> Exercice proposé: Traduisez en anglais cette phrase du passage présenté sur Spinoza et Popper : « Il faut observer que Popper parle moins de science que d'énoncé scientifique falsifiable. »

> Passage présenté:
▼
Peut-on chez Spinoza identifier le falsifiable (ou le réfutable) et l'expérimental, voire l'empirique, comme le fait Popper ?

Il faut observer que Popper parle moins de science que d'énoncé scientifique falsifiable.

Le deuxième genre de connaissance est assimilé à la science telle que nous la connaissons aujourd'hui parce qu'il permet l'énonciation d'idées claires et distinctes (éventuellement accompagnées d'auxiliaires de l'imagination) qui relèvent de la Raison et suivent les idées adéquates de base que sont les notions communes. En revanche, les notions communes ne sont pas par elles-mêmes directement énonçables. Elles constituent l'expérimentation elle même en tant que production et saisie directe (sans inférence) de l'infini immanent. En cela elles ne sont pas falsifiables, elles se prouvent elles-mêmes, quoiqu'elles demeurent expérimentales.
▲
> Matériel fourni:
▼
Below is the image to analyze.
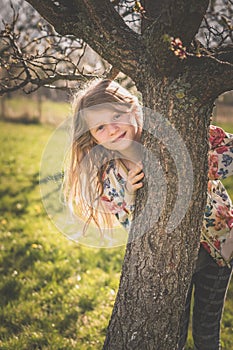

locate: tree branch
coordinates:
[144,0,209,46]
[185,56,233,102]
[27,0,142,76]
[142,0,209,75]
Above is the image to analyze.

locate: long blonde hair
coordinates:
[64,79,142,233]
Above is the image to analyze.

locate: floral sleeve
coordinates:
[101,164,135,230]
[208,125,233,180]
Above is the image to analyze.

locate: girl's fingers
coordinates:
[128,173,144,185]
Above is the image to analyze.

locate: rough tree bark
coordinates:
[23,0,233,350]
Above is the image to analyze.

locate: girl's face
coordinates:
[86,107,140,152]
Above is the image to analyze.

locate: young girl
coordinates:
[66,80,233,350]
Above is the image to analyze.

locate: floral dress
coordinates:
[101,125,233,267]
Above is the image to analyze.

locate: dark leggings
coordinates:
[178,247,231,350]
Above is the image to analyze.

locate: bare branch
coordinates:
[25,0,142,76]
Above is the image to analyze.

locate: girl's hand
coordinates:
[221,228,233,261]
[125,162,144,194]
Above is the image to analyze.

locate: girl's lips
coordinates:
[112,131,126,143]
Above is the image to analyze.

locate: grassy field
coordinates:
[0,116,233,350]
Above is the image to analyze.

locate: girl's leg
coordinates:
[178,282,193,350]
[193,257,231,350]
[178,246,212,350]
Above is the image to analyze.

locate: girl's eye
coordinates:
[96,125,104,131]
[113,114,121,120]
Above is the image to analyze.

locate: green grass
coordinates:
[0,119,233,350]
[0,123,124,350]
[0,95,71,125]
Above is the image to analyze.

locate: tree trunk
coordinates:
[104,72,213,350]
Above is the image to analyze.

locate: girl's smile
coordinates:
[86,107,139,153]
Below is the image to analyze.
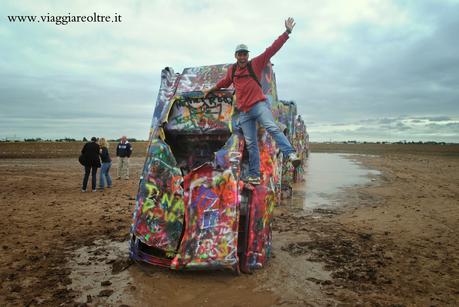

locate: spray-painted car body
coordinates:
[130,63,310,272]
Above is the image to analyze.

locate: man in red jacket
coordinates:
[204,17,301,184]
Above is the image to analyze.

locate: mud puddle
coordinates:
[287,153,381,214]
[68,240,133,306]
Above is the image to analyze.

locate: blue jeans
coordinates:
[239,101,295,177]
[99,162,112,189]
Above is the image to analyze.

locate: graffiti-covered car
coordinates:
[130,63,310,272]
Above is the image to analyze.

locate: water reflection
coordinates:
[289,153,380,213]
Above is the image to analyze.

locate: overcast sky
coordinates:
[0,0,459,142]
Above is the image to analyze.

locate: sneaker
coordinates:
[245,176,261,185]
[287,152,301,167]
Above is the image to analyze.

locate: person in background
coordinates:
[99,138,112,191]
[81,136,100,192]
[116,135,132,180]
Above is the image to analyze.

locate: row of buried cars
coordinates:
[129,63,308,273]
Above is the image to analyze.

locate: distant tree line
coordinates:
[0,137,144,143]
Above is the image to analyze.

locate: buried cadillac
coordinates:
[130,63,307,273]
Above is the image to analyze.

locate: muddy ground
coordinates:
[0,143,459,306]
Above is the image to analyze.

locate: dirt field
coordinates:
[0,143,459,306]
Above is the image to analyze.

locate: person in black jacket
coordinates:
[99,138,112,191]
[81,136,100,192]
[116,135,132,180]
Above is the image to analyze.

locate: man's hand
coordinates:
[285,17,296,33]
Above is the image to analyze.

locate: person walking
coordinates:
[81,136,100,192]
[203,17,301,184]
[116,135,132,180]
[99,138,112,191]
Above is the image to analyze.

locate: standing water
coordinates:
[291,153,380,212]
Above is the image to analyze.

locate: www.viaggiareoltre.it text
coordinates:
[8,12,121,25]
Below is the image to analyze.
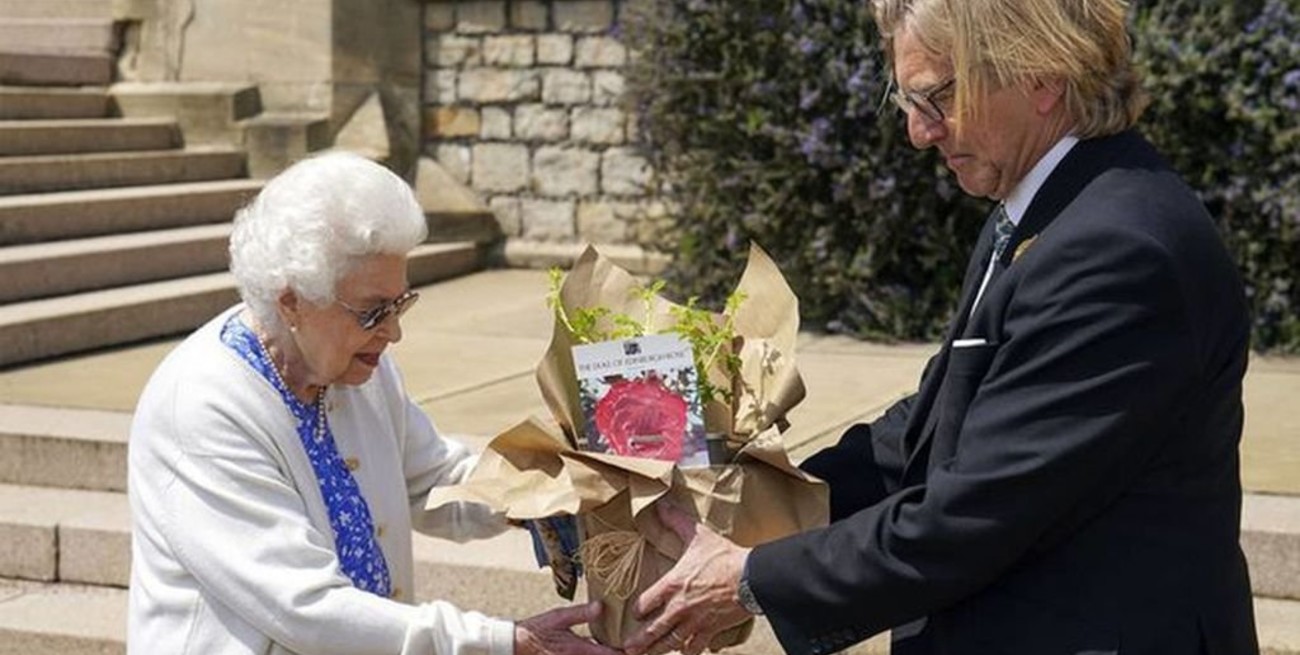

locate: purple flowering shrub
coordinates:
[621,0,1300,351]
[1134,0,1300,353]
[624,0,988,339]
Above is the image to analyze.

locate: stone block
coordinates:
[551,0,614,34]
[488,196,524,237]
[520,200,575,240]
[577,203,628,243]
[456,69,540,104]
[59,517,131,587]
[573,36,628,68]
[592,70,627,107]
[484,35,533,68]
[0,522,59,580]
[532,147,601,198]
[433,143,472,185]
[537,34,573,66]
[424,107,482,139]
[542,69,592,105]
[478,107,512,140]
[456,0,506,34]
[601,148,650,195]
[424,70,456,104]
[515,104,568,142]
[469,143,528,192]
[627,107,641,143]
[424,3,456,32]
[425,34,482,68]
[569,107,627,146]
[510,0,550,31]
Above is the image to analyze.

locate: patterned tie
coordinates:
[993,203,1015,260]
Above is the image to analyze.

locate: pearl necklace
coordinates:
[250,324,328,442]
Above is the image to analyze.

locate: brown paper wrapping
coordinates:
[425,246,828,649]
▲
> Réponse complète: It should be noted that Popper speaks less of science than of the falsifiable scientific statement.